═════ Records provided ═════

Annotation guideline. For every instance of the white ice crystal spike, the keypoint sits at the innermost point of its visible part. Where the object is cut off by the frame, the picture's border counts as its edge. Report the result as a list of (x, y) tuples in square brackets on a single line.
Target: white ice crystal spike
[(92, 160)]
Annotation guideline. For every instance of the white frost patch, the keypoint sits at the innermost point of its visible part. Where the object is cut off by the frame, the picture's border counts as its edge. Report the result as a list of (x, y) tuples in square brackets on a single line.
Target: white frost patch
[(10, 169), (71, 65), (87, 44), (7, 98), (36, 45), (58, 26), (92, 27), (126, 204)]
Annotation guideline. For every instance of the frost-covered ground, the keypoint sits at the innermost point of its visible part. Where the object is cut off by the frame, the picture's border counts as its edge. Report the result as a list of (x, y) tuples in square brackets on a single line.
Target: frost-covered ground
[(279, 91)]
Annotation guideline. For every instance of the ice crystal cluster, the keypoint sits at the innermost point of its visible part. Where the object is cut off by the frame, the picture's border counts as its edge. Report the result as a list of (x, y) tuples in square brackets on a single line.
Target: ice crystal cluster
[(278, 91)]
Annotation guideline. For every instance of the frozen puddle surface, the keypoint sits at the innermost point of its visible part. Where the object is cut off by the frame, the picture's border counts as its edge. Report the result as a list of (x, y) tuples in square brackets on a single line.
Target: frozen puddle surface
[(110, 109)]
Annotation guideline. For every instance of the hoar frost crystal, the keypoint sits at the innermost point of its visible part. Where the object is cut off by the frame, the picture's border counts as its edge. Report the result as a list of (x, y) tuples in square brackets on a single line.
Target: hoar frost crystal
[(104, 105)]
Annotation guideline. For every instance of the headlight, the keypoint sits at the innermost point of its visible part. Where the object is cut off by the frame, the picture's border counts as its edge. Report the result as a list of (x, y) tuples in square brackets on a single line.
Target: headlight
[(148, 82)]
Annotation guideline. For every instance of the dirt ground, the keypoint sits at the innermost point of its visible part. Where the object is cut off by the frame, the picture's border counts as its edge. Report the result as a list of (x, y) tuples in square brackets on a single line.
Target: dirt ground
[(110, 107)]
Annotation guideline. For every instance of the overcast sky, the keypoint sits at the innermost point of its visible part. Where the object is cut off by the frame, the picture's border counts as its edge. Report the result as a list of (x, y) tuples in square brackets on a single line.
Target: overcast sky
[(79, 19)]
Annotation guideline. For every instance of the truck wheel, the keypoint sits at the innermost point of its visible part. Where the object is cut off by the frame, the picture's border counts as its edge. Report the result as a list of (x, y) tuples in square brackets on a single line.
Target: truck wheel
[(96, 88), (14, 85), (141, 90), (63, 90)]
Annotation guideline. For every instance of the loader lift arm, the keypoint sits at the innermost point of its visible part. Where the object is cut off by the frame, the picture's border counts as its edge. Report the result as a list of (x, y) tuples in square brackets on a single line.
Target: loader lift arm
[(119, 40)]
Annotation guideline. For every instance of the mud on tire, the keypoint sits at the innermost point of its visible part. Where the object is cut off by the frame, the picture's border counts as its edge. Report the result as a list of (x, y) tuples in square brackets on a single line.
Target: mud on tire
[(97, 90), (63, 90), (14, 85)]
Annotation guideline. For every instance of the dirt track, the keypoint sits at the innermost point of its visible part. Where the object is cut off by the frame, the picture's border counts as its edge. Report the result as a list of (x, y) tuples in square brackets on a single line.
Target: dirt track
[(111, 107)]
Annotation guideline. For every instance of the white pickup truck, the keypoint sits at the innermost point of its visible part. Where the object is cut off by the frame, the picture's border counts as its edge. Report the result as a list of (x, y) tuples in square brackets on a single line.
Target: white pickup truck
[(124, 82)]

═════

__Your assignment__. All of the records above are to be returned exactly as they stand.

__Answer__.
Annotation guideline. For every instance of the white ice crystal spike, the keypoint sits at the innermost point of its visible part. Where the object is cut off by the frame, the picture's border counts as its edge. Report the result as a list of (x, y) tuples in square brackets on a single line.
Target: white ice crystal spike
[(92, 160)]
Annotation guideline. For every instance of the white frost patch, the keypoint sits at the innermost point of its visible part. Where the object is cut off by the frame, the picture's border counts as its edge. Report the result as a list of (x, y) tuples in square brackets on a single line.
Target: white frost patch
[(10, 169), (71, 65), (87, 44), (7, 98), (36, 45), (58, 26), (92, 27), (126, 204)]
Annotation guideline. For every instance of the frost-covered ground, the keypoint sits at the innermost point of its visible part. Where the object is cut off by the frame, the picture's border counts as its edge. Report the result as a list of (x, y) tuples in square brackets on a single line.
Target: frost-covered ground
[(279, 91)]
Annotation guideline. For every instance of the ice crystal cluster, the keypoint sits at the innermost point of its visible part. Where the object is cut off by the frame, the picture's border counts as its edge. Report the result as a list of (x, y) tuples in square brackets on a single line.
Target: ice crystal cluster
[(278, 91)]
Annotation guideline. For every instance of the frozen puddle surface, the keypoint sits at the innermost point of its visible part. Where the object is cut off by the frame, the picture's border counts as its edge. Report the result as a list of (x, y) tuples in square brackets on a single line.
Target: frozen puddle surface
[(110, 109)]
Annotation guideline. For every instance of the hoar frost crystal, the keypoint sits at the innermost point of its visible part. Where the object is cut off by the frame, the picture's border counts as its edge. Report the result as a list of (x, y) tuples in square brackets on a single line.
Target: hoar frost crystal
[(104, 105)]
Annotation guideline. For every instance of the headlight, the keypoint sits at the innermost point of its visible part. Where the object is cut off by the frame, the picture's border counts as its edge. Report the result as a list of (x, y) tuples in square brackets on a single line.
Target: headlight
[(148, 82)]
Annotation guideline. For every instance of the dirt ground, the keypoint sits at the innermost point of its visible part. Where the object is cut off by the frame, the picture's border counts as its edge. Report the result as a list of (x, y) tuples in square brackets on a single line.
Target: dirt ground
[(110, 107)]
Annotation guideline. For every instance of the overcast sky, the keypoint sits at the innermost point of its visible part. Where the object is cut off by the frame, the picture's border counts as its edge. Report the result as a list of (x, y) tuples in square brackets on a single line.
Target: overcast sky
[(79, 19)]
Annotation guideline. For every instance of the truck wheel, the keypoint sits at the innermost point of its visible part. Where the object is cut off by the frame, the picture's border counts as its edge. Report the result as a list of (x, y) tuples in square brackets on a single line.
Target: truck wheel
[(96, 88), (14, 85), (141, 90), (63, 90)]
Annotation guideline. For every instance of the loader lift arm, the keypoint sits at the innermost point of its visible part. Where the object is cut off by the frame, the picture's border counts as its edge. Report the result as a list of (x, y) tuples in square brackets on a single line.
Target: loader lift arm
[(119, 40)]
Annotation guideline. For every instance of the mud on tire, the keypoint sits at the innermost point of its visible part. Where the object is cut off by the frame, the picture's border counts as its edge. Report the result as a list of (x, y) tuples in square brackets on a single line.
Target: mud on tire
[(97, 90), (63, 90), (14, 85)]
Annotation guideline. For every instance of the dirt track, the keypoint sits at the innermost point of its visible part. Where the object is cut off by the frame, the picture's border counts as its edge. Report the result as a list of (x, y) tuples in square brackets on a single line.
Target: dirt track
[(111, 107)]
Annotation guideline. For every instance of the white pickup truck, the keypoint sits at the innermost point of its visible part. Where the object is cut off by the frame, the picture's border counts as its edge. Report the result as a list of (x, y) tuples in square brackets on a single line.
Target: white pickup truck
[(124, 82)]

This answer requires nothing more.